- [WORK TO DO] Print every line of the material below with no changes.

--- EXERCISE MATERIALS ---

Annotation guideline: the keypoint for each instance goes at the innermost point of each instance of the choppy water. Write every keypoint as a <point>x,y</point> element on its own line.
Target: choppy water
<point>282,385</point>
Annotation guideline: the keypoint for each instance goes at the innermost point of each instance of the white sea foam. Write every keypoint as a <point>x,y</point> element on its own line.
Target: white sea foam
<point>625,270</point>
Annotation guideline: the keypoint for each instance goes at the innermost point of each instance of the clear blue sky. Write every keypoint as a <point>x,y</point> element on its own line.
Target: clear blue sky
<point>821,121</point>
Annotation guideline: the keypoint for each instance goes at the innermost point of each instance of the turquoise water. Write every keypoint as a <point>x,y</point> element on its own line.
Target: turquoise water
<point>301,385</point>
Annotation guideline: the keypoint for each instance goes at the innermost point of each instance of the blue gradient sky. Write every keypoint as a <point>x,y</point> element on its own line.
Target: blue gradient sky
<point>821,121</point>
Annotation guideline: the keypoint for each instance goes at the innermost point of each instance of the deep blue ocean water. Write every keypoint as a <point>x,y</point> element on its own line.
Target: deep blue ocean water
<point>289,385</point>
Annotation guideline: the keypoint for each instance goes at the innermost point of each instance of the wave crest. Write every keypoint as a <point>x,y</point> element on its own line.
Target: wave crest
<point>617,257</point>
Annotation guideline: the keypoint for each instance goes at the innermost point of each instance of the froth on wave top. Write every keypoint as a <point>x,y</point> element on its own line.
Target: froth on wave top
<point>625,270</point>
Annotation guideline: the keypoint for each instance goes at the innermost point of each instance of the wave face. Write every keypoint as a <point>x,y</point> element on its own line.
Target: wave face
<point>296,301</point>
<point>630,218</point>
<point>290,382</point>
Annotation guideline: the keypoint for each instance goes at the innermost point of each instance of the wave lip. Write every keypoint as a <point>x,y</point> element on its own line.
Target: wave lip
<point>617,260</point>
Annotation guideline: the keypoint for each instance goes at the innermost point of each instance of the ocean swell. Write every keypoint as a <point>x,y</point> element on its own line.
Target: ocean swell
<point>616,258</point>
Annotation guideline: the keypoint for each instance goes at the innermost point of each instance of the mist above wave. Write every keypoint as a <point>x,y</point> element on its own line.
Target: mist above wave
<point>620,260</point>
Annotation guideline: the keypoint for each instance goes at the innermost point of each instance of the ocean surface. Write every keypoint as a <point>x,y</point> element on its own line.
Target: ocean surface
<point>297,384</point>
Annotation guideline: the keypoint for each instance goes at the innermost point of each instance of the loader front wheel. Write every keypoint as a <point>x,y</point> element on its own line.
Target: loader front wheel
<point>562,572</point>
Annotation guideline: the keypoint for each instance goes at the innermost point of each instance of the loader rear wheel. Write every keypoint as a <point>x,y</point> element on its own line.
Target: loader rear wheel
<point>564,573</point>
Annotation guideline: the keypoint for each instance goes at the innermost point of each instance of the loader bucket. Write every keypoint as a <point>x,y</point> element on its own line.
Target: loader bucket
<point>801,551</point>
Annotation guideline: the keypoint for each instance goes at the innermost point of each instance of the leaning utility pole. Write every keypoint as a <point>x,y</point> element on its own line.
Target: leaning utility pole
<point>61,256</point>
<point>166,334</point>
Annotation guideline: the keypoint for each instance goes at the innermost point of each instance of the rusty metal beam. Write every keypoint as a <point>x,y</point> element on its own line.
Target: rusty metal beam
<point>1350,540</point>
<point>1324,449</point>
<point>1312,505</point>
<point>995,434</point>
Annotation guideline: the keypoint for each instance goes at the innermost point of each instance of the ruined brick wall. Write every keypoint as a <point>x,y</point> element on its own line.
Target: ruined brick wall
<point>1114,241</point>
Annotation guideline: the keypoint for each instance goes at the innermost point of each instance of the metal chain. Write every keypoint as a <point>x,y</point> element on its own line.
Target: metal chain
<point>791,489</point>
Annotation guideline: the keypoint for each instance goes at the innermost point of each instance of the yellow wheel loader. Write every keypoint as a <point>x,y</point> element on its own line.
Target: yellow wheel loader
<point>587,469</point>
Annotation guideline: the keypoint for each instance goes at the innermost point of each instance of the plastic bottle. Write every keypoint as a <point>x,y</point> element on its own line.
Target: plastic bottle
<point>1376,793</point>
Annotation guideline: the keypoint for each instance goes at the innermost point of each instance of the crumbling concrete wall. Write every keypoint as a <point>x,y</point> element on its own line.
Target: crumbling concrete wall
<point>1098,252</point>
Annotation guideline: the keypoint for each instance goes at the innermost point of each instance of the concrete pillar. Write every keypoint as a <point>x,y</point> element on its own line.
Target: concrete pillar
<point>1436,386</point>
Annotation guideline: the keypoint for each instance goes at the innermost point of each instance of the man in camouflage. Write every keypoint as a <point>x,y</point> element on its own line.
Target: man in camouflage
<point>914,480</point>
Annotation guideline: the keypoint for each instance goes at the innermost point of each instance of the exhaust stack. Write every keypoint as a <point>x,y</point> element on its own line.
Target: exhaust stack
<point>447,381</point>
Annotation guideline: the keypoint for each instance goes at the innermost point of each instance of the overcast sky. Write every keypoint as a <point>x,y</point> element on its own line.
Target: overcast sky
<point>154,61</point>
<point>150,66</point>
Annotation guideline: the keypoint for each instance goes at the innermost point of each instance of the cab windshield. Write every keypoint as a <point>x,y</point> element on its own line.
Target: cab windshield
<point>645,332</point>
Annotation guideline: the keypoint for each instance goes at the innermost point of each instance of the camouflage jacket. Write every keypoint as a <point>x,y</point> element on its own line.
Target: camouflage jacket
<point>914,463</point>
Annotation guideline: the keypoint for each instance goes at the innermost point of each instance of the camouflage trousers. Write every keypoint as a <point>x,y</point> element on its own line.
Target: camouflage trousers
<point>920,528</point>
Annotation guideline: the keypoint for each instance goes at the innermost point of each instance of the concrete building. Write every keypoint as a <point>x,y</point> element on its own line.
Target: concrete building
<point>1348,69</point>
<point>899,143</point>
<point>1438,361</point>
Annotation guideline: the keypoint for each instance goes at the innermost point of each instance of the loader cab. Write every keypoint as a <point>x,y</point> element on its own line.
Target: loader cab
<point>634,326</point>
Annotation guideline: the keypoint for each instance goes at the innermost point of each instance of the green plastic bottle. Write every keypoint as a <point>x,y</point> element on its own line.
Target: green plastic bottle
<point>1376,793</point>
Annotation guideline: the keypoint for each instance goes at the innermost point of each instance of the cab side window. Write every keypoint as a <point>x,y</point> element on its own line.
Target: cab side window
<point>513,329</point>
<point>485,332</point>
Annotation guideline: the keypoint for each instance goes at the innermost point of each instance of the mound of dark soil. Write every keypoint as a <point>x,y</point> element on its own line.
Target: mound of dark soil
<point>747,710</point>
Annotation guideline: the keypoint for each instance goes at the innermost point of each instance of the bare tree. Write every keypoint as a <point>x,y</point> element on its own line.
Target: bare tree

---

- [REPLY]
Annotation guideline: the keypoint for each instance goes at the innermost point of each instance of the choppy water. Write every keypoint as a <point>x,y</point> element on its own line.
Target: choppy water
<point>282,385</point>
Annotation guideline: the keypoint for each instance goes at the innermost point of each instance of the white sea foam. Write every keypoint as a <point>x,y</point> element on its own line.
Target: white sea foam
<point>625,270</point>
Annotation guideline: the keypoint for each instance goes at the innermost point of each instance of the clear blue sky. Write every keypoint as a <point>x,y</point> element on its own line.
Target: clear blue sky
<point>821,121</point>
Annotation guideline: the keypoint for each instance goes at the innermost point of each instance of the turquoise water. Write every keypoint as a <point>x,y</point> element on its own line.
Target: turquoise water
<point>301,385</point>
Annotation guideline: the keypoint for each instance goes at the innermost point of each instance of the blue gradient sky. Write every keypoint as a <point>x,y</point> element on its own line.
Target: blue gradient sky
<point>821,121</point>
Annotation guideline: the keypoint for each instance goes at the innermost point of each instance of the deep blue ocean water. Write every keypoint as a <point>x,y</point> element on its own line.
Target: deep blue ocean water
<point>289,385</point>
Annotation guideline: the keypoint for each instance goes at the innermost point of each instance of the wave crest. Write every keypoint as a <point>x,y</point> element on its own line.
Target: wave crest
<point>617,257</point>
Annotation guideline: the keypoint for each instance goes at the innermost point of each instance of the froth on wave top. Write every keypoint as a <point>x,y</point> element on its own line.
Target: froth on wave top
<point>625,270</point>
Annotation guideline: the keypoint for each instance goes at the innermost point of each instance of the wave face. Write every keypoint as a <point>x,y</point> element on its own line.
Target: wave face
<point>296,301</point>
<point>630,218</point>
<point>290,382</point>
Annotation guideline: the keypoint for each instance goes at the innermost point of each instance of the wave lip. Write every keypoint as a <point>x,y</point> element on its own line.
Target: wave lip
<point>617,260</point>
Annotation guideline: the keypoint for each instance goes at the innermost point of each instance of the ocean swell. Write every keypoint as a <point>x,y</point> element on its own line.
Target: ocean swell
<point>616,258</point>
Annotation guideline: the keypoint for each instance goes at the innermost point of each instance of the mist above wave. Write every keypoint as a <point>x,y</point> element on its own line.
Target: mist above wave
<point>620,260</point>
Annotation guideline: the keypoint for each instance goes at the innermost point of each instance of the ocean surface. Write every keypoint as a <point>x,y</point> element on its own line.
Target: ocean surface
<point>297,384</point>
Annotation guideline: the keypoint for each instance goes at the innermost point of each instance of the loader front wheel. Write every keypoint as a <point>x,y</point> element on its own line.
Target: loader front wheel
<point>562,572</point>
Annotation guideline: the keypoint for each instance goes at the innermost point of each instance of the loader rear wheel. Write every keypoint as a <point>x,y</point> element on its own line.
Target: loader rear wheel
<point>564,573</point>
Annotation guideline: the keypoint for each instance goes at the innermost point of each instance of the loader bucket. Write every keypoint as a <point>x,y</point> element on its own line.
Target: loader bucket
<point>801,551</point>
Annotation guideline: the keypoint for each instance goes at the innermost point of each instance of the leaning utility pole. Write every keypoint as a <point>x,y</point> element on its own line.
Target: leaning utility pole
<point>61,256</point>
<point>166,334</point>
Annotation guideline: the keypoint for each instance goes at the innermost point of each instance of the rusty metal beam. Write every keypoint as a <point>x,y</point> element on its own line.
Target: rusty metal beam
<point>1350,540</point>
<point>1324,449</point>
<point>1312,505</point>
<point>995,434</point>
Annotation guideline: the keypoint for each instance goes at the innermost point of each instance of the ruined brick wall. Write every keypoint as a <point>x,y</point> element on its own line.
Target: ruined brick wall
<point>1114,241</point>
Annotation guideline: the keypoint for each instance goes at the innermost point of each instance of the metal chain. Write every keypoint as a <point>x,y</point> element on its own line.
Target: metal chain
<point>791,489</point>
Annotation guideline: the keypoint for each instance goes at the innermost point of each instance of the yellow wheel loader. Write every keypoint as a <point>x,y</point> element on its own line.
Target: yellow wheel loader
<point>587,469</point>
Annotation guideline: the keypoint for each instance goes at the innermost point of each instance of the plastic bottle. Write every keypoint as a <point>x,y</point> element on its own line.
Target: plastic bottle
<point>1376,793</point>
Annotation guideline: the keypoint for each instance goes at the innermost point of each instance of the crumbling concrete wall. Write every keypoint as a <point>x,y</point> element on its own line.
Target: crumbling concrete wall
<point>1098,252</point>
Annotation guideline: the keypoint for each instance goes at the innermost point of each instance of the concrete pillar. Write every keypoint as a <point>x,y</point> element on its own line.
Target: concrete pillar
<point>1436,386</point>
Annotation guideline: the keypoint for each instance goes at the innermost point of each instance of the man in camouflage. Write every keypoint as a <point>x,y</point> element on its own line.
Target: man in camouflage
<point>914,480</point>
Annotation guideline: the keypoint for each instance goes at the innermost point of each instance of the exhaust stack. Write every keypoint as a <point>x,y</point> element on its own line.
Target: exhaust stack
<point>447,381</point>
Annotation guideline: the keypoint for each instance goes at the innermost point of each instance of the overcast sky. Write every keypoint as a <point>x,y</point> element on its own line.
Target: overcast sky
<point>154,61</point>
<point>150,66</point>
Annotation guideline: the keypoint for each instance goes at the innermost point of each instance of the cab windshield. Write every keypoint as a <point>x,y</point> element on its own line.
Target: cab windshield
<point>645,332</point>
Annotation guideline: the keypoint for each instance goes at the innermost point of each instance of the camouflage jacket. Write every keypoint as a <point>x,y</point> element on its own line.
Target: camouflage jacket
<point>914,463</point>
Annotation guideline: the keypoint for each instance goes at the innermost point of each instance of the camouflage trousers. Write every keypoint as a <point>x,y</point> element on its own line.
Target: camouflage trousers
<point>920,528</point>
Annotation guideline: the keypoint for each instance goes at the innermost point of each instance of the concrete building. Write every keypoint as a <point>x,y</point> element on its own line.
Target: concrete building
<point>1348,69</point>
<point>899,143</point>
<point>1438,361</point>
Annotation guideline: the keypoint for each instance goes at the innermost point of each instance of the loader cab. Write every keypoint as a <point>x,y</point> element on its own line.
Target: loader cab
<point>634,326</point>
Annotation guideline: the keypoint for each instance goes at the innermost point of each instance of the green plastic bottle. Write every keypoint as a <point>x,y</point> element on its own line.
Target: green plastic bottle
<point>1376,793</point>
Annotation guideline: the keypoint for each instance goes at the innermost point of each instance of the cab side window. Write every keypoint as a <point>x,y</point> element on its own line.
Target: cab side window
<point>513,329</point>
<point>485,332</point>
Annotation guideline: the keypoint for each instance goes at the innermost point of each instance of the mound of dark soil. Write every keypoint as a <point>x,y</point> element on its own line.
Target: mound of dark soil
<point>747,710</point>
Annotation guideline: the keypoint for each instance goes at the innermost point of each instance of the bare tree. Write every keypoint as a <point>x,y</point> element on its own line.
Target: bare tree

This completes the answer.